• The exercise
Put every line of the records below into a Markdown table with the columns "Number" and "Entry", numbering the rows in order and omitting blank lines.

• Data to process
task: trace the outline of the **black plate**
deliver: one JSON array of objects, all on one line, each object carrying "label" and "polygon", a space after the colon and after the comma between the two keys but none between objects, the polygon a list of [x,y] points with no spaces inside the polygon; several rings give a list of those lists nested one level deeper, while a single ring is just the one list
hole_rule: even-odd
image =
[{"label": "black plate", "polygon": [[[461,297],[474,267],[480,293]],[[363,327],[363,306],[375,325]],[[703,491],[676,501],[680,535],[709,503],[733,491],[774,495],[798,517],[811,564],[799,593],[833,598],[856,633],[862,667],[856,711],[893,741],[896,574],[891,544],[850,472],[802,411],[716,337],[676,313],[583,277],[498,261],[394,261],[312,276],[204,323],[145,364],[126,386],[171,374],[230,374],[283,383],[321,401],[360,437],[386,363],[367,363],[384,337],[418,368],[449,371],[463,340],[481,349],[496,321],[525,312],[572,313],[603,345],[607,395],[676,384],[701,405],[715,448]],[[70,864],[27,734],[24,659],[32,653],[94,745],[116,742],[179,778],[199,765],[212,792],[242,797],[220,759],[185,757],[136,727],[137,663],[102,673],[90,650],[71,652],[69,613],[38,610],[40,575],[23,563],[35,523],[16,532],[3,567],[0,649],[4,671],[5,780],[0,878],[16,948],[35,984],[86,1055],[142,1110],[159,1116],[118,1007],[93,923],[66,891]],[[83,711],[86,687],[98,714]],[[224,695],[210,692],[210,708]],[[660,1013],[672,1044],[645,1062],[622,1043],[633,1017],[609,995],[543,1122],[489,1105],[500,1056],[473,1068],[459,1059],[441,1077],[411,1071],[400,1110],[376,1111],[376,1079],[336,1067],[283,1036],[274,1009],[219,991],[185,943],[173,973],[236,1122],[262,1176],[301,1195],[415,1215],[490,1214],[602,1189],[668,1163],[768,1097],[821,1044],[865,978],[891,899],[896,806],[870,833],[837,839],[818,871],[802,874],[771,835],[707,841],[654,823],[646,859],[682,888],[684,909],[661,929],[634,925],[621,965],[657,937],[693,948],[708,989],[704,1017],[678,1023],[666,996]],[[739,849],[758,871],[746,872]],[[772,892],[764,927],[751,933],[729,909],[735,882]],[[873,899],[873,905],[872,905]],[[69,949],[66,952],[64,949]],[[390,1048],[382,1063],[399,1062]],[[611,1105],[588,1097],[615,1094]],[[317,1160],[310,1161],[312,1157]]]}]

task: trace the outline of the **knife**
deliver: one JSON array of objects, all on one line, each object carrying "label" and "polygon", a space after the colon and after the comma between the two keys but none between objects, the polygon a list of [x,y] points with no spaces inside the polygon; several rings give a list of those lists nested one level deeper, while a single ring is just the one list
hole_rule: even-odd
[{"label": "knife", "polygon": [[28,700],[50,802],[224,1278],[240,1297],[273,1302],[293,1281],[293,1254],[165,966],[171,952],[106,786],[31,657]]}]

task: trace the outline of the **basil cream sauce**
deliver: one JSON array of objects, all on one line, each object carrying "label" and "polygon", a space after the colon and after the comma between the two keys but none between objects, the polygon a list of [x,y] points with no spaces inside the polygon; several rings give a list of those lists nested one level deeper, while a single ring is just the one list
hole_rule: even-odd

• Exercise response
| Number | Entry |
|---|---|
| 1 | task: trace the outline of the **black plate** |
| 2 | deliver: one JSON array of objects, all on one line, each object carrying "label" and "polygon", a space after the colon and after the comma between the two keys but none between objects, the polygon a list of [x,y] points with no spaces inside the polygon; several rings give a list of those lists nested one level deeper, while a single ring is just the one list |
| 3 | hole_rule: even-odd |
| 4 | image = |
| 5 | [{"label": "black plate", "polygon": [[[461,297],[474,267],[480,293]],[[363,327],[363,306],[375,325]],[[703,491],[676,501],[680,535],[709,503],[733,491],[774,495],[798,517],[811,564],[799,593],[833,598],[856,633],[862,667],[856,711],[893,741],[896,574],[891,544],[850,472],[802,411],[716,337],[676,313],[583,277],[498,261],[394,261],[312,276],[204,323],[145,364],[126,386],[171,374],[230,374],[283,383],[321,401],[360,437],[386,363],[367,363],[384,337],[418,368],[449,371],[463,340],[481,349],[496,321],[525,312],[572,313],[603,345],[607,395],[676,384],[701,405],[715,448]],[[70,864],[27,734],[24,659],[32,653],[94,745],[116,742],[179,778],[199,765],[212,792],[242,797],[220,759],[185,757],[136,727],[137,663],[102,673],[90,650],[71,652],[69,613],[38,610],[40,575],[23,563],[35,523],[16,532],[3,567],[0,649],[4,671],[5,780],[0,878],[16,948],[35,984],[86,1055],[142,1110],[159,1116],[118,1007],[93,923],[66,891]],[[83,711],[86,687],[98,714]],[[224,695],[210,692],[210,708]],[[660,1013],[672,1044],[645,1062],[622,1043],[633,1017],[609,995],[543,1122],[489,1105],[500,1056],[473,1068],[459,1059],[441,1077],[411,1071],[400,1110],[376,1111],[376,1079],[336,1067],[283,1036],[274,1009],[219,991],[185,943],[173,973],[236,1122],[262,1176],[301,1195],[415,1215],[490,1214],[602,1189],[668,1163],[768,1097],[821,1044],[865,978],[891,899],[896,806],[870,833],[837,839],[818,871],[802,874],[771,835],[707,841],[654,823],[646,859],[682,888],[684,909],[661,929],[634,925],[621,965],[657,937],[693,948],[708,989],[704,1017],[678,1023],[666,996]],[[739,849],[758,871],[746,872]],[[772,892],[764,927],[751,933],[729,909],[735,882]],[[873,899],[873,905],[872,905]],[[69,949],[66,952],[64,949]],[[390,1048],[382,1063],[399,1062]],[[611,1105],[588,1097],[615,1094]],[[317,1160],[310,1161],[312,1157]]]}] |
| 6 | task: trace the outline of the **knife** |
| 7 | deliver: one JSON array of objects, all on one line, each object carrying "label" and "polygon", a space after the colon and after the comma between the two keys but none between objects, the polygon a list of [x,y] points with no spaces inside the polygon; several rings give a list of those lists nested one level deeper, while a single ring is just the one list |
| 8 | hole_rule: even-odd |
| 9 | [{"label": "knife", "polygon": [[28,700],[50,802],[224,1278],[240,1297],[273,1302],[293,1281],[293,1254],[165,966],[171,952],[106,786],[31,657]]}] |
| 10 | task: trace the outline of the **basil cream sauce** |
| 11 | deliver: one JSON array of objects, all on one line, each object carrying "label" and "polygon", a space after the colon and after the comma between the two keys but none between objects, the polygon a list of [x,y] points with no spaces inside the polygon; several rings give a list of those lists nested one level deeper, while a single ring is just the one list |
| 12 | hole_rule: even-odd |